:: TEXT ::

It has been found that although it is common for a combination of effects to contribute to failure there is often a human factor to its cause. The pie chart below shows 45% of the plastic failures investigated resulted from a poor material selection choice or a misunderstanding of the performance specification required for the product at its design stage.
Common factors that are often overlooked where products fail include:
- Long-term behavior - rubber and plastics mechanical properties are both time and temperature dependent.
- Environmental effects - exposure to chemical environments and elevated temperature can reduce long term performance.
- Product manufacturing effects - errors in manufacturing polymer products can introduce complications that have a detrimental effect on the performance of the product.
Many polymer product manufacturers are often unaware of the consequences of their process on part performance.
Many applications for plastics are for metal replacement components and the design requirements are becoming more arduous with the operating environment having higher continuous operating temperatures and more aggressive chemicals.

:::
:: GIVEN RECORDS ::

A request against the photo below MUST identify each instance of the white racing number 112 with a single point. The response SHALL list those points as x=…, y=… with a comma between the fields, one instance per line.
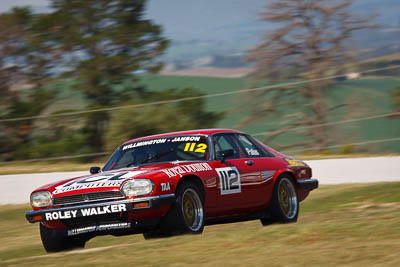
x=229, y=180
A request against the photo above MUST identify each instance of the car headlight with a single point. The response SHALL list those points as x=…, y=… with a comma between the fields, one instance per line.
x=137, y=187
x=41, y=199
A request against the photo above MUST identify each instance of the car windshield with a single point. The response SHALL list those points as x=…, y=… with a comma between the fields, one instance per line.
x=171, y=148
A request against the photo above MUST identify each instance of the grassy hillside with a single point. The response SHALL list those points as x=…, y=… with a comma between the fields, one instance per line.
x=351, y=225
x=369, y=95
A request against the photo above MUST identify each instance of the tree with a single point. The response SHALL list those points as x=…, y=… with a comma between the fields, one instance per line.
x=23, y=64
x=103, y=44
x=310, y=39
x=129, y=123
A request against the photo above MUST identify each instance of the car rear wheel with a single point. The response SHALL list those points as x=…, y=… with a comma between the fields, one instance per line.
x=284, y=205
x=57, y=240
x=186, y=215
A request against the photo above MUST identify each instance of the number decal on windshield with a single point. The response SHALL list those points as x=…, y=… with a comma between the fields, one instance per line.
x=193, y=147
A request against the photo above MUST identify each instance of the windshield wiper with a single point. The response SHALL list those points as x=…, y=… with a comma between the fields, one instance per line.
x=157, y=156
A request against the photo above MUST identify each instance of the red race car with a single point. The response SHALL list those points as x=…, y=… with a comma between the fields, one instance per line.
x=170, y=184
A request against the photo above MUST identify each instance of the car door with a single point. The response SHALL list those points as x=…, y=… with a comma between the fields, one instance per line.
x=262, y=165
x=233, y=175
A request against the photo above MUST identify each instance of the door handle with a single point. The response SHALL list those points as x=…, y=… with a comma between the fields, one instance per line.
x=249, y=162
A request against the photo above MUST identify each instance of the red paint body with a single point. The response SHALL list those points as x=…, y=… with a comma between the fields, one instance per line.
x=257, y=182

:::

WORK REQUEST:
Pick up the text on plastic product failure after its last sentence and continue it for a few more sentences.

YOUR RESPONSE:
The two main forms of mechanical failure are ductile and brittle failure. Ductile failure is, by definition, failure at high strain. It is relatively straightforward to design plastic components to avoid ductile failure. However, in practice, ductile materials often fail in a brittle manner, which becomes much more difficult to predict. Brittle fracture is a low energy process characterised by failure at low strain, with little or no deformation. Components can contain small, crack-like defects which can act as stress concentration features; these micro-cracks grow under load and may eventually lead to rapid failure.